● **WHAT THE TASK ASKS**: Duplicate the records from the line containing "Can you find the smooth" up to and including the line containing "pixel 164 212".

● **DATA IN THIS EXERCISE**:

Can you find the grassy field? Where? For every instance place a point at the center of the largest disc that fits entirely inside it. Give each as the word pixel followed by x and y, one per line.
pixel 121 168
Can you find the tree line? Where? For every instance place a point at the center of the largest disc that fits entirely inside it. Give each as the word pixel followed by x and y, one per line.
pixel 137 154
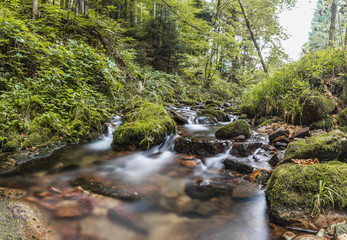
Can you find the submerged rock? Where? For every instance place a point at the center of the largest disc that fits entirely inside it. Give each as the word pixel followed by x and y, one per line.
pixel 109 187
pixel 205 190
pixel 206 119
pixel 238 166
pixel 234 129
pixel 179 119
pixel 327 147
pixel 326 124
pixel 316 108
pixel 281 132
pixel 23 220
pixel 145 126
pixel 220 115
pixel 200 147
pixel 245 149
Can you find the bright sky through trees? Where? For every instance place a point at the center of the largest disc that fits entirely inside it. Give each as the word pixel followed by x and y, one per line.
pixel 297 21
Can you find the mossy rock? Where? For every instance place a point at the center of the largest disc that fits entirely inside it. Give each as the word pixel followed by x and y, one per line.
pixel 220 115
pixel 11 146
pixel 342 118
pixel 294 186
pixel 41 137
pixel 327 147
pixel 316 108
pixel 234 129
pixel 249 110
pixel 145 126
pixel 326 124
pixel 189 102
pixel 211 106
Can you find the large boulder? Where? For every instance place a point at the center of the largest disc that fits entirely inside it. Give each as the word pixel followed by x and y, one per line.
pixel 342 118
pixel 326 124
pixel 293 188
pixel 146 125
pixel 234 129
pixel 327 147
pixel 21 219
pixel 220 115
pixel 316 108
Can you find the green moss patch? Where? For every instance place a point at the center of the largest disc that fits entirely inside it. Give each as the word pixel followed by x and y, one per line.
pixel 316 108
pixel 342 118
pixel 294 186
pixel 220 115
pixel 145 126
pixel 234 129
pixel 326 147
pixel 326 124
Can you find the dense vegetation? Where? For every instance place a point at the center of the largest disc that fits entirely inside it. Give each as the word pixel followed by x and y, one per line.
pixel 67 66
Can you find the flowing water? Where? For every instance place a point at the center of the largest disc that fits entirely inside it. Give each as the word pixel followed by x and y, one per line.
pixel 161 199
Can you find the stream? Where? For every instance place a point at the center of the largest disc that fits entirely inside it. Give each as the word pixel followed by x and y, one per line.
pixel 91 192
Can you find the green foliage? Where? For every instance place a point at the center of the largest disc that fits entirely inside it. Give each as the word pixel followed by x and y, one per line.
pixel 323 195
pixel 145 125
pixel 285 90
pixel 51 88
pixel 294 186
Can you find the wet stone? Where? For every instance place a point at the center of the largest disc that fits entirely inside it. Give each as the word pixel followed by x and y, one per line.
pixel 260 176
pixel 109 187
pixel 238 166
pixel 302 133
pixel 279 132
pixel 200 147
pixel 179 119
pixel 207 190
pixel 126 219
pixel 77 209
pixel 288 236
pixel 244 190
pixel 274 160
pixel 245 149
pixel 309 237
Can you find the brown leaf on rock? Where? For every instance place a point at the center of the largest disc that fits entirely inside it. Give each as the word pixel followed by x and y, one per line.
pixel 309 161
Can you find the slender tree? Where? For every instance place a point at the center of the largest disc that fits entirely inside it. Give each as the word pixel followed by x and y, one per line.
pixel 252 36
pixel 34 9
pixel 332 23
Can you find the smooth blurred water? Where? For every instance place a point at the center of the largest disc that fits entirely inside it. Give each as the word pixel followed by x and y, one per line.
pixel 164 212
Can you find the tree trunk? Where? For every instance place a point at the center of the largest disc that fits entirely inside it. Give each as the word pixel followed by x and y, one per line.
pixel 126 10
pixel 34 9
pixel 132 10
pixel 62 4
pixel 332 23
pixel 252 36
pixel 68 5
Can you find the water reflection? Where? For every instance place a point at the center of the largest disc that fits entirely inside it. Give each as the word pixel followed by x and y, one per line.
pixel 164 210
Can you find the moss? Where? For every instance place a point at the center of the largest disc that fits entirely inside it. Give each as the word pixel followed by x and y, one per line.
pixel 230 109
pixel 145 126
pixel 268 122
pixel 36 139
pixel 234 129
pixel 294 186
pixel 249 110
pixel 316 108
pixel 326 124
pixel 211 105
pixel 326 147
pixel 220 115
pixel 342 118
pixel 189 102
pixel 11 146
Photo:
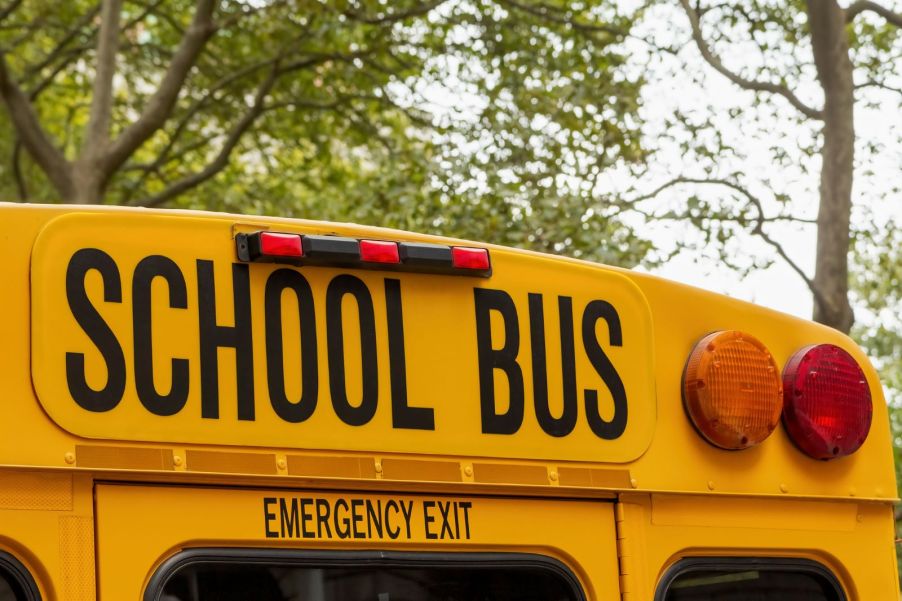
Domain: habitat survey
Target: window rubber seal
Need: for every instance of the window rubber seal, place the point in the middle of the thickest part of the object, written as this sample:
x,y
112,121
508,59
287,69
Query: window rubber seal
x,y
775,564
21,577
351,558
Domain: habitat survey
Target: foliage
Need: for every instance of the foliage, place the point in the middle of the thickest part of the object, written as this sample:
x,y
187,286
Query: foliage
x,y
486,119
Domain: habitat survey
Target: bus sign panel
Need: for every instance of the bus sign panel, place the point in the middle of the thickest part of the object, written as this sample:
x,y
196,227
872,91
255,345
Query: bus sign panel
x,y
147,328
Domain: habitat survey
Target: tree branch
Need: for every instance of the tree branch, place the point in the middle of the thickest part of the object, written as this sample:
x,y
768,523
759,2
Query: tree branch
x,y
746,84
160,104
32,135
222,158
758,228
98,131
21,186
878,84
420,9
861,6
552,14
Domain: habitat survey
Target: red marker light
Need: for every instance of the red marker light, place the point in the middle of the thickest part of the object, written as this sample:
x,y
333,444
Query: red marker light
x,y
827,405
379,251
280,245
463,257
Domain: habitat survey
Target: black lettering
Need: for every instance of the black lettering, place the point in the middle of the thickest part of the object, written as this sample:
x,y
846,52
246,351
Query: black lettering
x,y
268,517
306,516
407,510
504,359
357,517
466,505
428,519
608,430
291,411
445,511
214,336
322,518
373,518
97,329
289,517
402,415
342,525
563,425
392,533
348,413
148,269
* * *
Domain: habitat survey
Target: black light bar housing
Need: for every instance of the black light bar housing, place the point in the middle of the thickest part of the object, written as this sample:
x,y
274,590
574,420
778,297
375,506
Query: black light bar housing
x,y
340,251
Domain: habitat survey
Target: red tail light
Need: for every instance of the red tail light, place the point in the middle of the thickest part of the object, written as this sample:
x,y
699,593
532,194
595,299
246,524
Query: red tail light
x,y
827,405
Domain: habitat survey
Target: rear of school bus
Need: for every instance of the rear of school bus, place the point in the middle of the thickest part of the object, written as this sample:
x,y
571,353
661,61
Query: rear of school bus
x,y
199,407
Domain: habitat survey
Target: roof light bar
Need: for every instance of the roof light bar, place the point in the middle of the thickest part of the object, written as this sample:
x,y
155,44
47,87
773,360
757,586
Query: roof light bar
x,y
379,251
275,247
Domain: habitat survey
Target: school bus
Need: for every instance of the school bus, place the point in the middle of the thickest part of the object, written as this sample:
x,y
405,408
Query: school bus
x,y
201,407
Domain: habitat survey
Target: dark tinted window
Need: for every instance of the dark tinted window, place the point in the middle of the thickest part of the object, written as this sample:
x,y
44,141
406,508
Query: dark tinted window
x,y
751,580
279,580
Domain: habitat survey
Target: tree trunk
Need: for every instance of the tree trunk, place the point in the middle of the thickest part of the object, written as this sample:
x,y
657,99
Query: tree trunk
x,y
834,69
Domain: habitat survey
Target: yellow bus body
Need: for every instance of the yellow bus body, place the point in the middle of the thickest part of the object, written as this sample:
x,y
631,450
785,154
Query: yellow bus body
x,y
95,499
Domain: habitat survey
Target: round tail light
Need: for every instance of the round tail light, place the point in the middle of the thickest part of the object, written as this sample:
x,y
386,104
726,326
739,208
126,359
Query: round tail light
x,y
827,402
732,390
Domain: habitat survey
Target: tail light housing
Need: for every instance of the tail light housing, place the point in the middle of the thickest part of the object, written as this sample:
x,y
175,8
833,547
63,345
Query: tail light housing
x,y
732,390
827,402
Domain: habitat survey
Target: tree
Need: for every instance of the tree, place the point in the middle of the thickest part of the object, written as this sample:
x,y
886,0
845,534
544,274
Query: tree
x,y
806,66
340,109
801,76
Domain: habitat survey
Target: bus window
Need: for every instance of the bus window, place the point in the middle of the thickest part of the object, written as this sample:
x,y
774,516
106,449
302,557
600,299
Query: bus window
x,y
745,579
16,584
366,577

● **ANSWER BELOW**:
Can you find the smooth blurred water? Where? For every instance place a point at the center of the largest disc that fits entirely inside it. Give each as the word pixel followed by x and y, one per line.
pixel 164 212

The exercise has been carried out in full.